Work required:
What follows is a set of records; repeat all of them exactly.

Input material:
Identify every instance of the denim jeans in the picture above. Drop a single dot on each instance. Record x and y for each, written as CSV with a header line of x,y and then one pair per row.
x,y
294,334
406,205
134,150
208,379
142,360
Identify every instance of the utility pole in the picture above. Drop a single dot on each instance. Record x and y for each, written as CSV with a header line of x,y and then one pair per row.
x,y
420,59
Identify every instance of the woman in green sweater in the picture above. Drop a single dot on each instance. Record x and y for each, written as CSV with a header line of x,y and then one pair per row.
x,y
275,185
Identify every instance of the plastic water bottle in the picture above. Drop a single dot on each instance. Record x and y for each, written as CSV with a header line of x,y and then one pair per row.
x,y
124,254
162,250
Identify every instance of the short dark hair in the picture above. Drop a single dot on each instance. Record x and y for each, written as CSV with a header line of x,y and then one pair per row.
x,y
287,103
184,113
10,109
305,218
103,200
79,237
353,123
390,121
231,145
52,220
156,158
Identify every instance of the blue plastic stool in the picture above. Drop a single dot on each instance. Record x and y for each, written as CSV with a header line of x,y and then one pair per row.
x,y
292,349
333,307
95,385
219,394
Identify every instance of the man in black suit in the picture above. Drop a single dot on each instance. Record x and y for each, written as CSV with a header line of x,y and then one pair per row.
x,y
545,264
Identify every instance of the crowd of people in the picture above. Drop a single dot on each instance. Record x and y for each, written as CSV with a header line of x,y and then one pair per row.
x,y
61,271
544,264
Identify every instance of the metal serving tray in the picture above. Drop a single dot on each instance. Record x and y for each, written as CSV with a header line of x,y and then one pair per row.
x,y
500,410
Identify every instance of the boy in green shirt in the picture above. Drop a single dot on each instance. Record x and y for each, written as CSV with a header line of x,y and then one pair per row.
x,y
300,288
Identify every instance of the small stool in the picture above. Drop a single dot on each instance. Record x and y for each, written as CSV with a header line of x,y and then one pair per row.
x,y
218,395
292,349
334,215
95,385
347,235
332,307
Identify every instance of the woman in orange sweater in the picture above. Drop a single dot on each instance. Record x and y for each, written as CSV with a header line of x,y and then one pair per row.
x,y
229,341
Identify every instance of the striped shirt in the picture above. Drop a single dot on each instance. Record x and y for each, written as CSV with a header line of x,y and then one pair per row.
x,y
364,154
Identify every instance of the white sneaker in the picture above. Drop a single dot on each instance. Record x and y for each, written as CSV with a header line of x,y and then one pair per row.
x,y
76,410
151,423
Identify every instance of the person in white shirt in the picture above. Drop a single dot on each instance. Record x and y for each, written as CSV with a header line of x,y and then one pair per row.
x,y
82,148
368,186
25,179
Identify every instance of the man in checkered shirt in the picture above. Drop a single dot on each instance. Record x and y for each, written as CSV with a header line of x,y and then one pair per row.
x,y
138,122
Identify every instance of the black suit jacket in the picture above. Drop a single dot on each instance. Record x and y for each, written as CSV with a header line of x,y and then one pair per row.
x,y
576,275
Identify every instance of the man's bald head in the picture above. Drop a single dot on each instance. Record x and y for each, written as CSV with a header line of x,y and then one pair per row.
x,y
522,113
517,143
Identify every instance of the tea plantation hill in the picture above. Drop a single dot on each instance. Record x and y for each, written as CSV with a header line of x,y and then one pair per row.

Result of this task:
Identify every instance of the denim jeans in the picture above. Drop a single dot on each instance. Record x and y for each, written as CSV with a header line of x,y and then one pair per row.
x,y
294,334
406,205
134,150
208,379
142,360
Identify every instance of the utility pole in the picture above. Drop a single dot on each instance. Record x and y for each, written as CSV with a header line of x,y and then one pair per row.
x,y
420,59
Identify every instance of the woman in green sweater in the picture above. Drop a single dot on each instance. Record x and y for each, written as CSV with a header line of x,y and then one pair per row.
x,y
275,185
Identify every instance of the plastic water bottle in the picture above. Drop a single dot on each instance. Record x and y for each, written as CSV with a header line of x,y and then one pair per row.
x,y
124,254
162,250
Identify every instance of the short dark hair in the picture above. Drop a single dot on each instance. Record x and y for each, written as CSV with a header line of x,y and then one pair per row.
x,y
287,103
184,113
10,109
305,218
103,200
79,237
353,123
390,121
231,145
52,220
156,158
Identify every instance of the blue plastic stool in the picture above. Drop a single dot on each instance. Record x and y for each, written as CSV with a header line of x,y and then one pair per row.
x,y
292,349
333,307
95,385
219,394
Identify every instance of the man in black suit in the picture above. Drop a single dot on each instance. Record x and y for each, written as CSV with a header line of x,y and then one pair per row.
x,y
545,264
Identify every instance of the crowd of people in the picture above. Drop a single dot on each instance. Record x and y for each, written as CSV with a header line of x,y and then one pair per row.
x,y
61,271
544,264
Identify every instance of the metal serving tray in the picture above. Drop a single dot on each instance. Record x and y for each, written as CSV with a header line of x,y and then one pair per row.
x,y
500,410
Identify every instance of the boy in green shirt in the picture above. Drop a single dot on each instance. Record x and y for each, written as CSV with a header line of x,y and then one pair per row.
x,y
300,288
Identify every instance of the small stool in the picture above. Drop a single dot on each instance. Record x and y for each, written as CSV with a header line of x,y and then one pair per row.
x,y
218,395
292,349
334,215
95,385
347,235
332,307
Identify every instance of the woman in orange sweater in the picture above. Drop a single dot on each instance. Record x and y for each, written as CSV with a header line of x,y and then one pair per row.
x,y
229,341
Identify every instance of the striped shirt in the picture above. Drop a single dot on each instance. Record x and y for each, written as CSV with a header line of x,y and then one pair per row.
x,y
364,154
Identify every instance of the white sneaker in the picture above. Drop a single dot on each instance. Record x and y for each, written as CSV with a header line of x,y and then one pair per row.
x,y
76,410
151,423
Identify every instance of the person in white shirt in the picture above. Drop a single dot on each instance. Record x and y for each, written as CSV with a header line of x,y and then one pair per row.
x,y
82,148
368,186
25,179
Identify every instance of the man in checkered shirt in the picture above. Drop a single dot on each instance. Record x and y for each, written as CSV with a header line of x,y and then one pair per row.
x,y
138,122
Identify every instance of the black suit jacket in the picture above. Drop a single dot on each instance. Record x and y for each, written as CSV with a header line of x,y and then one pair per row.
x,y
576,275
Identify every instance of the man's bald head in the picture above. Drop a single dot on each instance. Record x and y for each, written as CSV with a header line of x,y and then one pair per row.
x,y
522,113
517,143
Identify every instance of the tea plantation hill in the picture above. Drop a single dot on each instance. Record x and y for each, written as CSV with a header line of x,y and then one pair per row.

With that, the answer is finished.